• [Short problem]
Print every one of the records below word for word, keeping each line unchanged and in order.

• [Data extract]
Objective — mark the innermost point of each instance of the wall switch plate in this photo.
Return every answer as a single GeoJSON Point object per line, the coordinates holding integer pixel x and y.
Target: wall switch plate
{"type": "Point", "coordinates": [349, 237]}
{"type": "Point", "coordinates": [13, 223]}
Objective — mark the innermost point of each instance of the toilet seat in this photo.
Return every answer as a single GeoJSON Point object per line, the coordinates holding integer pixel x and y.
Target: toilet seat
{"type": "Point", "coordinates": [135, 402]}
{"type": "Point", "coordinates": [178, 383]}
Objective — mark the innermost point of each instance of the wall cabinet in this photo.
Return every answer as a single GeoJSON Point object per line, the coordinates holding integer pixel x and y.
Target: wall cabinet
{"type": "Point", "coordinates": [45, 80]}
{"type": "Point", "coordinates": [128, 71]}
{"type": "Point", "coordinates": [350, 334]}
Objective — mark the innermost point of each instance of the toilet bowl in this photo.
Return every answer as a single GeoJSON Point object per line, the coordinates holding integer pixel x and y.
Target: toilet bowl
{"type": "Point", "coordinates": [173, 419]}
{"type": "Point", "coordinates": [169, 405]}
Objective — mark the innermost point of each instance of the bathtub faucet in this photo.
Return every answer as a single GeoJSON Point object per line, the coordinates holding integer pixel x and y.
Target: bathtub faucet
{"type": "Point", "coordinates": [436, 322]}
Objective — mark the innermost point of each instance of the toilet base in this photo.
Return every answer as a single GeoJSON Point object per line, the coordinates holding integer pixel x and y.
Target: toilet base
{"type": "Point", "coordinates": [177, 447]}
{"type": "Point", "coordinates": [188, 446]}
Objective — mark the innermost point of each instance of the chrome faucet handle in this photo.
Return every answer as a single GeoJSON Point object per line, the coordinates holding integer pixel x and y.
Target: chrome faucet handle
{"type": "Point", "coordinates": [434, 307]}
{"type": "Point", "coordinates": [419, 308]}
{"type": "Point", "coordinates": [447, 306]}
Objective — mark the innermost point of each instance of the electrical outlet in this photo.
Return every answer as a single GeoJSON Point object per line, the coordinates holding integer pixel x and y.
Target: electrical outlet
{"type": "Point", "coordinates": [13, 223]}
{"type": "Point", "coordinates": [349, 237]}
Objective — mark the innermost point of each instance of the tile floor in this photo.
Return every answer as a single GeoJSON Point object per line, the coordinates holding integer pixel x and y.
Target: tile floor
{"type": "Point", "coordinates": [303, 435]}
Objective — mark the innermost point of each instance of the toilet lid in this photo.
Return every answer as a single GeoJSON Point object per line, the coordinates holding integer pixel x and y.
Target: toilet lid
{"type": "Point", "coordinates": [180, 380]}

• [Task solution]
Objective — mark the innermost point of each instance of the wall switch plate in this photo.
Return every answer as a single GeoJSON Point object per line, the coordinates holding integer pixel x and y.
Target: wall switch plate
{"type": "Point", "coordinates": [349, 237]}
{"type": "Point", "coordinates": [13, 223]}
Objective — mark the innermost point of each instance of the toilet seat in this photo.
Return every answer as a single GeoJSON Point object per line, the coordinates holding integer pixel x and y.
Target: toilet seat
{"type": "Point", "coordinates": [135, 402]}
{"type": "Point", "coordinates": [178, 383]}
Objective — mark the innermost point of each instance of the wall cabinet in this photo.
Return every answer as a single GeoJSON Point object per line, the coordinates holding integer pixel x and y.
Target: wall cabinet
{"type": "Point", "coordinates": [45, 80]}
{"type": "Point", "coordinates": [128, 71]}
{"type": "Point", "coordinates": [350, 334]}
Objective — mark the innermost point of each instance of the toilet bowl in this photo.
Return every answer as a single GeoJSON Point object per line, the coordinates holding integer pixel x and y.
Target: toilet bowl
{"type": "Point", "coordinates": [173, 419]}
{"type": "Point", "coordinates": [169, 405]}
Objective — mark the innermost point of each instance of the bathtub faucet in this photo.
Return every answer as a single GeoJSON Point object per line, the coordinates holding integer pixel x and y.
Target: bathtub faucet
{"type": "Point", "coordinates": [436, 322]}
Objective — mark the innermost point of each instance of the toilet base in this photo.
Return every answer as a single GeoJSON Point object per line, the coordinates holding integer pixel x and y.
Target: toilet base
{"type": "Point", "coordinates": [177, 447]}
{"type": "Point", "coordinates": [188, 446]}
Objective — mark the innermost point of each instance of the chrome faucet handle in this photo.
Return every answer as a single GeoJSON Point object per line, the coordinates holding integer pixel x and y.
Target: chrome faucet handle
{"type": "Point", "coordinates": [434, 307]}
{"type": "Point", "coordinates": [419, 308]}
{"type": "Point", "coordinates": [447, 306]}
Objective — mark the innermost point of each instance of the electrical outlet in this photo.
Return every answer as a single GeoJSON Point object per line, the coordinates holding integer pixel x and y.
Target: electrical outlet
{"type": "Point", "coordinates": [13, 223]}
{"type": "Point", "coordinates": [349, 237]}
Objective — mark the innermost point of each instance of the tile floor in this photo.
Return every answer as a single GeoJSON Point object per line, the coordinates holding integer pixel x and y.
Target: tile floor
{"type": "Point", "coordinates": [303, 435]}
Objective — mark the innermost point of each instance of the toilet lid in this photo.
Return every answer as a single GeoJSON Point object per line, the coordinates holding integer pixel x and y.
Target: toilet lid
{"type": "Point", "coordinates": [180, 380]}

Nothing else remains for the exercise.